TEXT EXCERPT:
The patient was a 57-year-old man who was arrested for abusing his prepubescent son and his psychiatric status was assessed in a forensic psychiatry institution. He had shown signs of abnormal behavior 12 years earlier. At that time, he threatened a neighbor with a knife during a bizarre delusion. His elder brother had considered sending him to a psychiatric hospital, but in the end the patient received no treatment due to economic reasons. From the time that he developed the disease, he began to drink a lot, and people imputed his abnormal actions to drunkenness. Nobody cared about his mental health condition until he cut off his son's penis on 1 January 2008. The loosening of his thoughts was obvious and his delusions were bizarre and well systemized when doctors met him. Results of physical, neurological, and laboratory investigations, including electroencephalography (EEG), were normal. Finally the patient was diagnosed as having schizophrenia according to the diagnostic criteria of the ICD-10 and he was sent to a high-security hospital.

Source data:
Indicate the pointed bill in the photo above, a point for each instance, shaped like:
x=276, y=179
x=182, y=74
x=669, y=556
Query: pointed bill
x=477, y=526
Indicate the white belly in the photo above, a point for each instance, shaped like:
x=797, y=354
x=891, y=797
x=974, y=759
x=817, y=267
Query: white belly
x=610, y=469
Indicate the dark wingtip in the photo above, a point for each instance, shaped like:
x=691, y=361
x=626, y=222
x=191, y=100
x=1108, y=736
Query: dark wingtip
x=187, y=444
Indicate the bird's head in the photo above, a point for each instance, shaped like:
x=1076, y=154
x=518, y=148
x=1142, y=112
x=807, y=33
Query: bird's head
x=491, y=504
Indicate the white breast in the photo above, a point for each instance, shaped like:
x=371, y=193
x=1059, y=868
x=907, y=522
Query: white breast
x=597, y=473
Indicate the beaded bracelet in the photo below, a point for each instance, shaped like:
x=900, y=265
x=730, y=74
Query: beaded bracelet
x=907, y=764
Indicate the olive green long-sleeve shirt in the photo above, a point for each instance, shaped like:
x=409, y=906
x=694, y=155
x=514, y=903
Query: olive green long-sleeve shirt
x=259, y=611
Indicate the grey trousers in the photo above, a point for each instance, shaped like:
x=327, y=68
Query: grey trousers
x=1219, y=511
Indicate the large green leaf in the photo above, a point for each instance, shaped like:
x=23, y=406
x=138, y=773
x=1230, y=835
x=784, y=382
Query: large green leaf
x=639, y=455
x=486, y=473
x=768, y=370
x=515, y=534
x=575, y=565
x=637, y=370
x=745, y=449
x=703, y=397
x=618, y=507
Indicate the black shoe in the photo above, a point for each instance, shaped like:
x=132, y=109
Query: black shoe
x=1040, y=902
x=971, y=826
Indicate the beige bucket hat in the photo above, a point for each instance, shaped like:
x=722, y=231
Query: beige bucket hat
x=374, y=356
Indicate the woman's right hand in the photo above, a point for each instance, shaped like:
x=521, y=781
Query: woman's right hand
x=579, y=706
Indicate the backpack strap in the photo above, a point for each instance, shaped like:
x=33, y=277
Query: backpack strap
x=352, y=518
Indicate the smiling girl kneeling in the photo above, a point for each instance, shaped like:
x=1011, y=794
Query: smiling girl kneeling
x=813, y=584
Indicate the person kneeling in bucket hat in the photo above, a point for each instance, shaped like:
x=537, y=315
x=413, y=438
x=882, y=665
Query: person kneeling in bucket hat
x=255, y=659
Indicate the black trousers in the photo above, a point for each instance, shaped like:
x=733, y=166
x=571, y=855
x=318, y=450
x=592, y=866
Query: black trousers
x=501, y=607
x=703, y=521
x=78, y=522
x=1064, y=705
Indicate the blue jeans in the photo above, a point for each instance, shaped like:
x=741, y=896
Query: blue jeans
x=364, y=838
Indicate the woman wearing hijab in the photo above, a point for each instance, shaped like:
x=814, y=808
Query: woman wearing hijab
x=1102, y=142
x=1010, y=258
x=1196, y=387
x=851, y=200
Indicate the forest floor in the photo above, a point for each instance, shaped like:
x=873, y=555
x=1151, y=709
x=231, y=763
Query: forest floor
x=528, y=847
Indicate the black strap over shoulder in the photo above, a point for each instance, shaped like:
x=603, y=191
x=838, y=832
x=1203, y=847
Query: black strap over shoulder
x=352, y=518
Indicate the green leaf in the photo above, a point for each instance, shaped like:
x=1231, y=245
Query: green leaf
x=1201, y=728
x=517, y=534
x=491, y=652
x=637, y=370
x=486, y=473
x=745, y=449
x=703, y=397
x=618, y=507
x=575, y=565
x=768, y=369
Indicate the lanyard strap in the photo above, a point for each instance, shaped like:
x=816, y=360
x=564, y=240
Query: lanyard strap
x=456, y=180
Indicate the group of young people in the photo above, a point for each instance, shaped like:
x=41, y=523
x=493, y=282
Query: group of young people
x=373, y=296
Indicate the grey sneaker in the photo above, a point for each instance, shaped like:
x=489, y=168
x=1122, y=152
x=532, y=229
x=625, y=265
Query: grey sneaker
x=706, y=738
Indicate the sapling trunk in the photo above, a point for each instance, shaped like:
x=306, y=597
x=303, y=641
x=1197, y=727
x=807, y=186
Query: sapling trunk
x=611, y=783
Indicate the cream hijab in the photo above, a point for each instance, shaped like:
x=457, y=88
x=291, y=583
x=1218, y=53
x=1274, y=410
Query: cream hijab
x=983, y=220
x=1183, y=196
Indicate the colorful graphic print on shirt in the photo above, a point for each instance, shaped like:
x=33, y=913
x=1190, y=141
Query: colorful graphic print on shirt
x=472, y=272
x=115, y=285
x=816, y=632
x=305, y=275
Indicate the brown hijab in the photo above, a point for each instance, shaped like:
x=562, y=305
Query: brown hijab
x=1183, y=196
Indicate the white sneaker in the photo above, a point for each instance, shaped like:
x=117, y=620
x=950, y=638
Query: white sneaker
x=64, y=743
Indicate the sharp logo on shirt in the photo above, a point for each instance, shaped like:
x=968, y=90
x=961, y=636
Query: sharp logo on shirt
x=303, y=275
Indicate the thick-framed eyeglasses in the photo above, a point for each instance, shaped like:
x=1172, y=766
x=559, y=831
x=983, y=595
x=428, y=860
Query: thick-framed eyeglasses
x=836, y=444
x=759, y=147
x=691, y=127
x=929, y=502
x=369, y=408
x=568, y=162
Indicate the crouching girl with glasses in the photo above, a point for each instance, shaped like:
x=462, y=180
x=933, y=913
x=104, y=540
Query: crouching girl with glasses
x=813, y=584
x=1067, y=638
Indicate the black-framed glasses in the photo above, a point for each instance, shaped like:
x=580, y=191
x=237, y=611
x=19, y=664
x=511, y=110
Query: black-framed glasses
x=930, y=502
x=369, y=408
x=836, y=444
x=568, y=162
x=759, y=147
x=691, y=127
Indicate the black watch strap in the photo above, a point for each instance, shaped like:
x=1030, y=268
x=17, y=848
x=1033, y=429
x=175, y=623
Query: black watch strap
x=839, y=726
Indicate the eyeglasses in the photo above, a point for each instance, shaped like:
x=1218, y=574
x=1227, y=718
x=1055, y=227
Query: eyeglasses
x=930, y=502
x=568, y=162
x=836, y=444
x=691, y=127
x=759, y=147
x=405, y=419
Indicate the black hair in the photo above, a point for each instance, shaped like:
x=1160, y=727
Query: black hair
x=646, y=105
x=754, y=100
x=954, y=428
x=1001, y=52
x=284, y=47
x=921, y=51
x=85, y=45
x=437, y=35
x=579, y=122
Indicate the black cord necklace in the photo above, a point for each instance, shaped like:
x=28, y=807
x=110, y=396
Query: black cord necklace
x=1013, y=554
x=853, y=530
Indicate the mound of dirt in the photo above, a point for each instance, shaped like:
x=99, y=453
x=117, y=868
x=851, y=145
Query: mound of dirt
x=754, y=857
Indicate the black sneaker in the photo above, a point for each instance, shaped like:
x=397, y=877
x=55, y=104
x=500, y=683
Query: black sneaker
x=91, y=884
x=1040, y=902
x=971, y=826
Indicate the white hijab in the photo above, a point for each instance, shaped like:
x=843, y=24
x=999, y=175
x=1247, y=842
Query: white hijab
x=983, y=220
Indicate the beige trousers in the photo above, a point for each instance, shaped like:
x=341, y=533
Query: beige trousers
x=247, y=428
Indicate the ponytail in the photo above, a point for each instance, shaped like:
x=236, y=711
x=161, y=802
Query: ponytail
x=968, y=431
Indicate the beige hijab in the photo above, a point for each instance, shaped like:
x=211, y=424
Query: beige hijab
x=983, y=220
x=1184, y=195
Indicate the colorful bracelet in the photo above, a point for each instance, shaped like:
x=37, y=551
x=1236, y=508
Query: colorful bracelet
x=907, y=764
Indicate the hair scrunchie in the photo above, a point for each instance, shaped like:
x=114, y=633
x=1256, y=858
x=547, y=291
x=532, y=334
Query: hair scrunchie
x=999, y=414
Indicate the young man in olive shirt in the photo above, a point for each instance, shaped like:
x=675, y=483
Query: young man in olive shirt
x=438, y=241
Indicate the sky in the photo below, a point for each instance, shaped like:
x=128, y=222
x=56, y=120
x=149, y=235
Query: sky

TASKS TO COMPLETE:
**a)** List every kind of institution or hospital mentioned in the case report about the 57-year-old man.
**b)** Continue the case report about the 57-year-old man from its final sentence.

RESULTS FOR THE EXERCISE:
**a)**
- forensic psychiatry institution
- psychiatric hospital
- high-security hospital

**b)**
At present, there are more than four million patients suffering schizophrenia in China. Although no epidemiological survey about the situation of crimes committed by these schizophrenic patients has been conducted, a survey carried out in our forensic psychiatric assessment institute, to some extent, revealed the serious situation. In the last ten years, we have met 1179 schizophrenic offenders. A total of 85.47% of them had committed violent offences at least once. These violent offences were often brutal, overt and of reduced selectiveness as to their target,4 and most of them were not diagnosed or treated in time. Also the assessment of these patients' aggression or violent offence risk was deficient. This condition is more serious in lower socio-economic groups. The Chinese populace's deficient knowledge about mental disorders, insufficient management of these dangerous patients, the heavy economic burden of mental disorders, and the fact that there is no Chinese Mental Health Law, are all possible reasons for this serious situation. It's time for Chinese scholars and the populace to pay more attention to schizophrenic patients who pose a risk of violent offences. Psychiatric services should be incorporated into primary health care; there should be increased investments in mental health; the Mental Health Law should be enacted speedily; and pilot studies estimating the risk factors for assault and predicting violence should be carried out.